**SHORT PROBLEM**
Starting at the line below that contains "Return one point per instance of the bush", print each line through the end of the records exactly as it appears.

**RECORDS SUPPLIED**
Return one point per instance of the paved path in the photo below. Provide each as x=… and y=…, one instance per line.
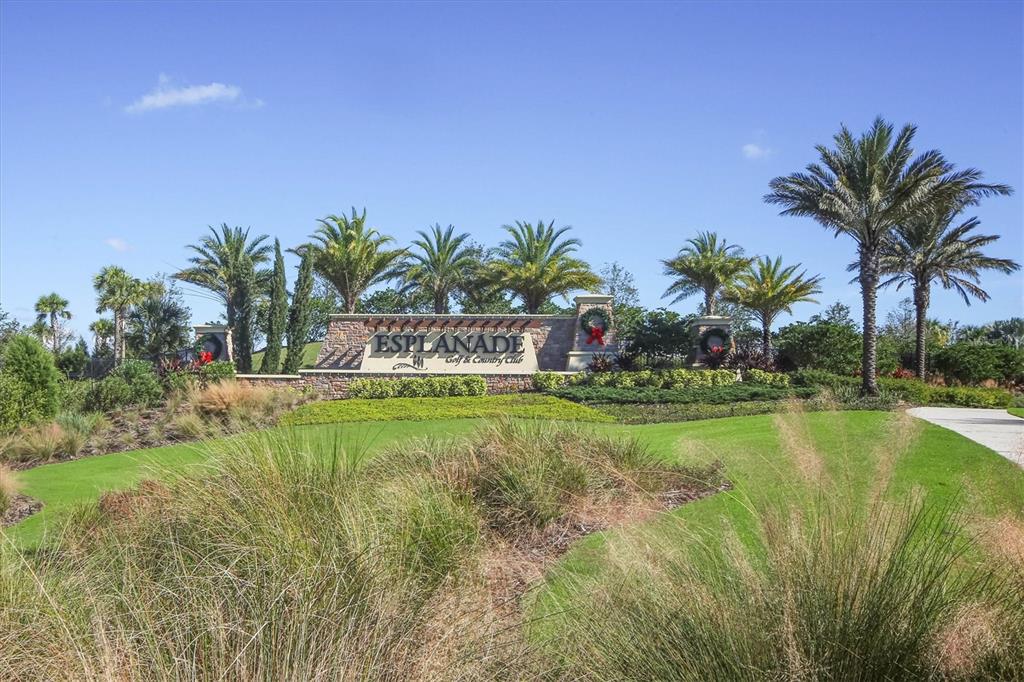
x=995, y=429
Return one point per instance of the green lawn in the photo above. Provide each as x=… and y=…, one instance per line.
x=309, y=353
x=938, y=462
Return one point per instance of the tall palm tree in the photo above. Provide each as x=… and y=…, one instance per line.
x=706, y=265
x=51, y=309
x=767, y=289
x=102, y=333
x=537, y=264
x=352, y=256
x=865, y=187
x=938, y=247
x=118, y=292
x=439, y=265
x=225, y=263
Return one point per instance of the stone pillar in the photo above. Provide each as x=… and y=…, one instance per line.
x=216, y=340
x=586, y=345
x=709, y=324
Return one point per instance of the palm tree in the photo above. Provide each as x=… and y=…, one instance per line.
x=935, y=247
x=440, y=265
x=706, y=265
x=864, y=188
x=351, y=256
x=536, y=264
x=102, y=332
x=51, y=309
x=118, y=292
x=225, y=264
x=768, y=289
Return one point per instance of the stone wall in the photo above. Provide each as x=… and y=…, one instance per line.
x=347, y=336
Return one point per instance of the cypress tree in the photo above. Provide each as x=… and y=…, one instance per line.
x=278, y=314
x=298, y=315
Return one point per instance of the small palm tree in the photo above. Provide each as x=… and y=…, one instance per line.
x=118, y=292
x=102, y=333
x=706, y=265
x=767, y=289
x=439, y=265
x=51, y=309
x=537, y=264
x=863, y=188
x=351, y=256
x=937, y=247
x=226, y=264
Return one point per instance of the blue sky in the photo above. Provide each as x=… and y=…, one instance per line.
x=127, y=128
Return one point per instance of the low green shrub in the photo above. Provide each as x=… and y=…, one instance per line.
x=418, y=387
x=763, y=378
x=514, y=405
x=29, y=364
x=975, y=363
x=133, y=383
x=715, y=395
x=656, y=379
x=546, y=381
x=216, y=371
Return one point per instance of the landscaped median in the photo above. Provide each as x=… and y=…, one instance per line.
x=529, y=406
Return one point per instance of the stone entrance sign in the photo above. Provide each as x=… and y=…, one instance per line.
x=455, y=351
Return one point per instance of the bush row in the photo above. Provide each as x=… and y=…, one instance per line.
x=714, y=395
x=910, y=390
x=418, y=387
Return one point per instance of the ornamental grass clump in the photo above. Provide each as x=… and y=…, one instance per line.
x=295, y=559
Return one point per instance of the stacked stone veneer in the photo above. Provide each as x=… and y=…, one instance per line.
x=555, y=339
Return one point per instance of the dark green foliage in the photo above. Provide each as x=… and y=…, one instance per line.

**CORRECT ANSWER**
Return one point per instance of the bush row in the photo above. Provide each as x=… and y=…, one instance per line.
x=714, y=395
x=910, y=390
x=418, y=387
Return one point per instance of the ornamental grass clump in the photo above. Provide each as x=… and y=…, one instance per line.
x=295, y=559
Return one point per instance of the stacked stone veneer in the photo above. Provide each as x=… and y=…, one instance per line.
x=555, y=339
Return one point per instance of the dark green foliage in the photo above. Provide each as x=… and y=…, one instance per line.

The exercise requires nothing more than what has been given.